**TASK TO COMPLETE**. Every line holding the string "mountain" should be copied out of the listing.

Start of ENTRIES PROVIDED

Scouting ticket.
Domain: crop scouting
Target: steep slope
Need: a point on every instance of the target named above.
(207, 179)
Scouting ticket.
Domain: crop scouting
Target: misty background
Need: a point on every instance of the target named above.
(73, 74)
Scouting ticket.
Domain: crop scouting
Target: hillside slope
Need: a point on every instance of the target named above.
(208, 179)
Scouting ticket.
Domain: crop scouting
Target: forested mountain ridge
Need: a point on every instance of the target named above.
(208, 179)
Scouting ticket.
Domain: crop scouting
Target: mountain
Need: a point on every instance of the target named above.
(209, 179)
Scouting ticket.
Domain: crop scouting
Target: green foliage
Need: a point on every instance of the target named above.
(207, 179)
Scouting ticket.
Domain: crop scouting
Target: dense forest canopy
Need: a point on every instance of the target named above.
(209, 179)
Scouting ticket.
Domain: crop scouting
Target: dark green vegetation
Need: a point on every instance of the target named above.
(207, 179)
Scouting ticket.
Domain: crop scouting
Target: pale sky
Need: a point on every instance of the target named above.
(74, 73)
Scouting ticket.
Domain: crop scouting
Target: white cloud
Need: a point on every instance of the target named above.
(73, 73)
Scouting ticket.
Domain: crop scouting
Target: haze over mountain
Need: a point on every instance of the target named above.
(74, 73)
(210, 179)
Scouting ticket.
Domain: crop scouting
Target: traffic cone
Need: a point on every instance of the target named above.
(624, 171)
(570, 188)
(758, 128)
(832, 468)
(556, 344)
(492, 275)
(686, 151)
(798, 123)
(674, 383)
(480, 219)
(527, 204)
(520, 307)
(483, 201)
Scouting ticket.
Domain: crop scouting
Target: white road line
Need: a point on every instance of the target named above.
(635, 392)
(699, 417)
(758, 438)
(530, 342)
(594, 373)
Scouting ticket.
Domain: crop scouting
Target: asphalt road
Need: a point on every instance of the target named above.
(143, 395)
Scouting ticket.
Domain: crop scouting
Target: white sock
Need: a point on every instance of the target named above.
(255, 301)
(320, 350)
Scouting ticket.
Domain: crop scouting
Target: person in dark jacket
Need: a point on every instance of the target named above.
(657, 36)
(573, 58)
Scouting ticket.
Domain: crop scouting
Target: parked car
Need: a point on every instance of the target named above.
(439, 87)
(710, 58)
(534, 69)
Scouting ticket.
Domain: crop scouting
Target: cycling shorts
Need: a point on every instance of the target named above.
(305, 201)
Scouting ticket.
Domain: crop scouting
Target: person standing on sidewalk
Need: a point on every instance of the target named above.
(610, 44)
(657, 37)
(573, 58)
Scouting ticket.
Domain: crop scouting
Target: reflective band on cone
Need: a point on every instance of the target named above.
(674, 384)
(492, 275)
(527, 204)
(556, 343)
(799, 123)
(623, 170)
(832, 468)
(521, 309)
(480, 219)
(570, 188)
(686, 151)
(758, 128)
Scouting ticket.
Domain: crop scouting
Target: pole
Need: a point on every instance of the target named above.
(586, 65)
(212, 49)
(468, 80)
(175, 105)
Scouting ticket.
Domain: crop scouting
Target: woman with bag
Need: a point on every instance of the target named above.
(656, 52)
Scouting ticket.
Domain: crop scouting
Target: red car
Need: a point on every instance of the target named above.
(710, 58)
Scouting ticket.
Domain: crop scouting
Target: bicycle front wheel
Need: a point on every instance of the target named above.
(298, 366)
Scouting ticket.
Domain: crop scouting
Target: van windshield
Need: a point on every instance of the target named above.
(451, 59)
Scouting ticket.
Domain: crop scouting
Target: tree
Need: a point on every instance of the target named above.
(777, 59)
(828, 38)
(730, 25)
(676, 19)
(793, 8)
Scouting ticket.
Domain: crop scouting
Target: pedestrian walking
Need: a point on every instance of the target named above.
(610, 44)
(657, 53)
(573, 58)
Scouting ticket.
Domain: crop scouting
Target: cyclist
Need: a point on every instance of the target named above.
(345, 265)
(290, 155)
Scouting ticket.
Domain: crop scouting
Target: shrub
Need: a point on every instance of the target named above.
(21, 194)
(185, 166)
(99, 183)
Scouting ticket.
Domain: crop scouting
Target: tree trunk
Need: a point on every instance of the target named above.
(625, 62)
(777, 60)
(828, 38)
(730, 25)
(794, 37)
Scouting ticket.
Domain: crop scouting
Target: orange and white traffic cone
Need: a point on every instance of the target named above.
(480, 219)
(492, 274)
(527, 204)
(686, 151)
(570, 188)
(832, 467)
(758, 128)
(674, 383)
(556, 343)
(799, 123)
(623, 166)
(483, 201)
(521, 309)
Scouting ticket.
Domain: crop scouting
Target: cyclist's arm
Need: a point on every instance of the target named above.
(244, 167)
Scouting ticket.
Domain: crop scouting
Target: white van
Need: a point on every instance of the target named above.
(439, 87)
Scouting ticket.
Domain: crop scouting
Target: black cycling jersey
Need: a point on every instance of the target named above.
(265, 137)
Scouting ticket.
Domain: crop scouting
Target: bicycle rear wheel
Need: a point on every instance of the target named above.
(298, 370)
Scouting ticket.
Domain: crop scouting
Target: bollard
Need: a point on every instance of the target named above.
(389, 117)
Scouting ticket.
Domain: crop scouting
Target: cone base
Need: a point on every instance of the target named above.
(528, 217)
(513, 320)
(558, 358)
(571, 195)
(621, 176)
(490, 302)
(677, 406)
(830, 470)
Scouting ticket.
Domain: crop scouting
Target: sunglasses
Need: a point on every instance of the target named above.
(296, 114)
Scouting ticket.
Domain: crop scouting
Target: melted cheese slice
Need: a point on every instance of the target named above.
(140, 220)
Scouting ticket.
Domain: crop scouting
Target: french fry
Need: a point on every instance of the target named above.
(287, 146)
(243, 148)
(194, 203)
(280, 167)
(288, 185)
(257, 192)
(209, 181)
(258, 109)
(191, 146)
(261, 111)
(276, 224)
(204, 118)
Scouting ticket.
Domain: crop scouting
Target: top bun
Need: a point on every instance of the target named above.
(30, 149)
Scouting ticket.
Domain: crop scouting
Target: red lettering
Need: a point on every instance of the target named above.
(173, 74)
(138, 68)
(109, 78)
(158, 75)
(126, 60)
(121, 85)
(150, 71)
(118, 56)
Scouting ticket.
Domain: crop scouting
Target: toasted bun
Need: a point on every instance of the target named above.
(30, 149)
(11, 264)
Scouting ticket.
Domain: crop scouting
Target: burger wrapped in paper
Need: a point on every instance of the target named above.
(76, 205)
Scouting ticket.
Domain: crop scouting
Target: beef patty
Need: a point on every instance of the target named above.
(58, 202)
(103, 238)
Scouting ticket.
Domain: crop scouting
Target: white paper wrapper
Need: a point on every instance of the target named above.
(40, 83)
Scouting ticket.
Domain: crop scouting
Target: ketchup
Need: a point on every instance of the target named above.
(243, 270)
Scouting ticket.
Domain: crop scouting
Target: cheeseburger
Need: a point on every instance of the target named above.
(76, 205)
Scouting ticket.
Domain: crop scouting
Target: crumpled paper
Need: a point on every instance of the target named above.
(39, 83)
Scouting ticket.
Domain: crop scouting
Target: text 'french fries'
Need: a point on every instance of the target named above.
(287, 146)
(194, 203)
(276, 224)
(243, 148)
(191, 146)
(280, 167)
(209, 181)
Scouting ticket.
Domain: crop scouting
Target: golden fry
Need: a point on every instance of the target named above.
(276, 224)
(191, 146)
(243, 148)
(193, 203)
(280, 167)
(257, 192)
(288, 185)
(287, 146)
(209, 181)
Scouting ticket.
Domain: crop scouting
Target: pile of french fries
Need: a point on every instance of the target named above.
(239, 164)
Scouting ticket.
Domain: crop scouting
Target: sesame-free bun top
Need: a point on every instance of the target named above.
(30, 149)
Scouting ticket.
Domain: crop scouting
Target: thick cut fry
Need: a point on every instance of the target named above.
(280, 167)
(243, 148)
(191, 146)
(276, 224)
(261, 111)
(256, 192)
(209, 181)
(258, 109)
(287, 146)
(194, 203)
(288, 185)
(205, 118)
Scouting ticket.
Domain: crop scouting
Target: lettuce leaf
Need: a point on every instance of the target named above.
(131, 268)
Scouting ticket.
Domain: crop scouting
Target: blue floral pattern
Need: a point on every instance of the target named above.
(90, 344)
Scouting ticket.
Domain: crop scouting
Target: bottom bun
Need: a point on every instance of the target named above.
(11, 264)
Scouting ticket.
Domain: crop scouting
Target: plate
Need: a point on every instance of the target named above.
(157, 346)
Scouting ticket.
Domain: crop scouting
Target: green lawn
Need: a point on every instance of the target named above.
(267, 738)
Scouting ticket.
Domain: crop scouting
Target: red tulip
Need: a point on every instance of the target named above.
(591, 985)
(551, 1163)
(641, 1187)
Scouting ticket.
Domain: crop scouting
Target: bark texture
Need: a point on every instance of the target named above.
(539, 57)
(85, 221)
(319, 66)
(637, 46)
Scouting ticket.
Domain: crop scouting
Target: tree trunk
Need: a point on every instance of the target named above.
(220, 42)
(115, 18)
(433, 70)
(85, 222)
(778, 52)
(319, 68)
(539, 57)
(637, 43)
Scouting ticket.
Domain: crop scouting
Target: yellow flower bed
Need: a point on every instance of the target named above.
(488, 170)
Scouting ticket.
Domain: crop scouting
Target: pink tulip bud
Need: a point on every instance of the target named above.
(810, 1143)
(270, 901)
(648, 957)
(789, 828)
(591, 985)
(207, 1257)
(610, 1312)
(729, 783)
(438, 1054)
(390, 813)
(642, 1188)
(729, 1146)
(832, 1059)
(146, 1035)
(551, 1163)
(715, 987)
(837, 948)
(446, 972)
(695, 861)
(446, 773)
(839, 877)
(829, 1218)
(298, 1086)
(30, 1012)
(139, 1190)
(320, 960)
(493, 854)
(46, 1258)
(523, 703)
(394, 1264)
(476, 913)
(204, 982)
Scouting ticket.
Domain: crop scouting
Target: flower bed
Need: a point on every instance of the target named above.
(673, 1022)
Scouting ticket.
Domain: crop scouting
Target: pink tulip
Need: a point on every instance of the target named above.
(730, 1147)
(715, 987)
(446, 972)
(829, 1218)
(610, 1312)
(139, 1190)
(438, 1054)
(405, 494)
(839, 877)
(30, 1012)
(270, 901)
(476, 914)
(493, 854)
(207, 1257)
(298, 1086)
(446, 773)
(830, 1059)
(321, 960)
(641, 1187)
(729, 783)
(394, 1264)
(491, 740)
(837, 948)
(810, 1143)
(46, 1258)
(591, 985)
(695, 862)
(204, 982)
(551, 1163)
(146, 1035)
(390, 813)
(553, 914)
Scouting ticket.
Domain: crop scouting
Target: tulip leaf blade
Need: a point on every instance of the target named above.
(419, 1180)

End of ENTRIES PROVIDED

**RESPONSE TO THE TASK**.
Target: forested mountain ridge
Target: mountain
Target: haze over mountain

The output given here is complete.